##### Extract to read

Filtered out non-English articles with langdetect
Used regex and string for simple cleaning
Used ScispaCy’s (a spaCy package) “en_core_sci_lg” model for biomedical, scientific, and clinical vocabulary to do parts of speech tagging
Used gensim for phrase detection
Removed stopwords with NLTK, used Lemmatization, kept noun, adjective, verb, adverb, and Tokenization

Data Transformation

Dictionary — with gensim.corpora
Corpus

Topic Modeling

I built my topic model using LDA from gensim since I want to discover latent relationships in the corpus.

I first tried 10 topics for my base model. But the topics are either too general or overlapping. While subjective inspection can be useful to evaluate a topic model, it was challenging and time-consuming for this large dataset. So I used coherence score to help find the optimal number of topics, which is 28 (coherence score: 0.523 vs baseline coherence score: 0.483).

Findings and Insights

Model Interpretation and Visualization

For interpretation, I used pyLDAvis to see the topic's similarity and relative frequency in the corpus.

A quick explanation of pyLDAvis — There are three important features of the pyLDAvis graph. First, each circle is a topic. The area of each circle is the topic prevalence. So The larger it is, the more articles are about that topic. Second, the distance between two circles is topic similarity. So The further they are, the more different they are. Lastly, on the right side, are the relevant terms listed which indicate the meaning of each topic. To learn more about the details of pyLDAvis, here’s a good resource.

At first glance of the pyLDAvis, there appears to be some overlapping of topics in my model. So I did some investigation on those overlapping groups. And I found that even though there are some overlapping, the topics are still distinguishable and meaningful. So overall, I’m satisfied with the final model performance.

Application Usage

With the LDA model, I assigned each article with a dominant topic and their relevance to the topic and grouped articles by topics for the recommendation system. So researchers can look up articles based on a topic that is related to their work.

I used Streamlit to develop the application and deployed the app on Heroku with a smaller dataset (due to the size limit on GitHub).

Here’s the app if you’d like to check it out!

Future Potential

Although the model is far from perfect, it showcases how topic modeling can be used to recommend articles in the same topic space.

I think definitely more work can be done on NLP preprocessing by tuning more hyperparameters. I would also like to see if how the research trends change over time.

It is always possible to extend the recommender — based on keywords, adding other filters like by author or time period, etc. Also, trying different models for the recommender, such as a higher-dimensional SVD-style model that may be able to make precise comparisons between different articles and match them.

References

Brainard, J. 2020. “Scientists are Drowning in COVID-19 Papers. Can New Tools Keep Them Afloat?” Science. https://www.sciencemag.org/news/2020/05/scientists-are-drowning-covid-19-papers-can-new-tools-keep-them-afloat#
Lee, J. 2020. “Benchmarking Language Detection for NLP.” Towards Data Science, Medium. https://towardsdatascience.com/benchmarking-language-detection-for-nlp-8250ea8b67c
Kapadia, S. 2019. “Evaluate Topic Models: Latent Dirichlet Allocation (LDA)” Toward Data Science, Medium. https://towardsdatascience.com/evaluate-topic-model-in-python-latent-dirichlet-allocation-lda-7d57484bb5d0
Tran, K. 2021. “pyLDAvis: Topic Modelling Exploration Tool That Every NLP Data Scientist Should Know.” Neptune Blog. https://neptune.ai/blog/pyldavis-topic-modelling-exploration-tool-that-every-nlp-data-scientist-should-know
Wang, L, et al. 2020. “CORD-19: The COVID-19 Open Research Dataset.” Association for Computational Linguistics. https://www.aclweb.org/anthology/2020.nlpcovid19-acl.1

Takeaways

Overall, I’m impressed by the power of NLP and unsupervised learning. Unsupervised learning is a very open-ended subject. It opens up a lot of possibilities, nevertheless, can be challenging to evaluate and interpret. Coherence score and pyLDAvis were helpful in this case. However, it’s always good to explore various ways to visualize and evaluate the model.

##########
##### Recorded data

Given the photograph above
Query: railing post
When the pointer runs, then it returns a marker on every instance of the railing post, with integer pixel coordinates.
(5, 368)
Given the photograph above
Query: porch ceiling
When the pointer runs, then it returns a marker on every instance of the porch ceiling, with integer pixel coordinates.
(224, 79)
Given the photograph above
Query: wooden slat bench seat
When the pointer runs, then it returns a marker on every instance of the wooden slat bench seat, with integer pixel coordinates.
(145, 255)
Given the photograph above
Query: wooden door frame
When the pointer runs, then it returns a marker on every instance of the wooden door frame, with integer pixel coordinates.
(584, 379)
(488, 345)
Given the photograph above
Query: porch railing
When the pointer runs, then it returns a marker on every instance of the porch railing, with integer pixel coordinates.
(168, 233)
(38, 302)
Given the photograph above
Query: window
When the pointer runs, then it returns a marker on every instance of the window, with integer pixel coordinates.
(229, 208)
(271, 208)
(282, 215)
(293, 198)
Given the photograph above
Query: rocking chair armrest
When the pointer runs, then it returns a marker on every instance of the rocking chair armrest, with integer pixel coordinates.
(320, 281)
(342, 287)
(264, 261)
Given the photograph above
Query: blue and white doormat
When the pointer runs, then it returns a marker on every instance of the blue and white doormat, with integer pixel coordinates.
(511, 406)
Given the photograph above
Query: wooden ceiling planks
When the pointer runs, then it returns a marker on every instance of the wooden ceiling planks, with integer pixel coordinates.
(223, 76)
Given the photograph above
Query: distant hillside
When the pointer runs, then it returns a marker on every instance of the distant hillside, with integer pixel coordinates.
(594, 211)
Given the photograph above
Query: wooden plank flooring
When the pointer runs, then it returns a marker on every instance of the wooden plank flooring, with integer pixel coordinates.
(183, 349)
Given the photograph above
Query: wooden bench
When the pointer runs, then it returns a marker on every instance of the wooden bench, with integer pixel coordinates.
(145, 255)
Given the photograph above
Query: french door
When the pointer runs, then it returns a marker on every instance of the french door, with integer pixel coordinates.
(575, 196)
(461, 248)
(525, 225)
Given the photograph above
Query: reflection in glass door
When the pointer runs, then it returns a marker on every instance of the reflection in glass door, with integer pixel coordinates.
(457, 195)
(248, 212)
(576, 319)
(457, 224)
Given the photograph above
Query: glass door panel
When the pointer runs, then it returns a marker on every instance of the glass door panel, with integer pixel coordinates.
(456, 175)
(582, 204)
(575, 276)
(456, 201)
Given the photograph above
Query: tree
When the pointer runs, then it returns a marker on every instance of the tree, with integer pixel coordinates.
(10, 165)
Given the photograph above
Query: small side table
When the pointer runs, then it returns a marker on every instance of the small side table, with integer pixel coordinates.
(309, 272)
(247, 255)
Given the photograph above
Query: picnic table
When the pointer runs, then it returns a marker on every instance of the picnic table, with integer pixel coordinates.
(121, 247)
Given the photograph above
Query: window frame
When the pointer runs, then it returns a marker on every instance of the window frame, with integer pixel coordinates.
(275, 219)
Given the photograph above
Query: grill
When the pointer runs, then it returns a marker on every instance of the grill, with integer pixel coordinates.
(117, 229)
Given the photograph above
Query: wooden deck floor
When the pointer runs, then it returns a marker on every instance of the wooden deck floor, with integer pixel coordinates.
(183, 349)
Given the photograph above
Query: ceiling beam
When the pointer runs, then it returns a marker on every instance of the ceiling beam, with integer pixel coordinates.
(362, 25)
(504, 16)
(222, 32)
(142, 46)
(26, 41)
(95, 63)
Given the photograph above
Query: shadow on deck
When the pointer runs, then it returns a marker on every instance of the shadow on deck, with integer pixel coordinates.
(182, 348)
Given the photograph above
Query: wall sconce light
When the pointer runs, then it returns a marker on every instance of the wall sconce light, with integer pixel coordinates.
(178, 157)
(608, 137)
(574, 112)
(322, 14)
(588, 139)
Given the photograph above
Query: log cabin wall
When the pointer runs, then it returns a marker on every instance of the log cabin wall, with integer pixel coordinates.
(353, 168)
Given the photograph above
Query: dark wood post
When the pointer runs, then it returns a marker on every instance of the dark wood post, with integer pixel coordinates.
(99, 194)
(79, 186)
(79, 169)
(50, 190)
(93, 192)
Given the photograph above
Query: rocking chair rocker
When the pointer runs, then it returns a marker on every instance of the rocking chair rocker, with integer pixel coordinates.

##########

## [What to do]
Repeat the passage of the topic-modeling write-up between "At first glance" and "to their work.", inclusive. These lines come from a separate source.

## [Output for this task]
At first glance of the pyLDAvis, there appears to be some overlapping of topics in my model. So I did some investigation on those overlapping groups. And I found that even though there are some overlapping, the topics are still distinguishable and meaningful. So overall, I’m satisfied with the final model performance.

Application Usage

With the LDA model, I assigned each article with a dominant topic and their relevance to the topic and grouped articles by topics for the recommendation system. So researchers can look up articles based on a topic that is related to their work.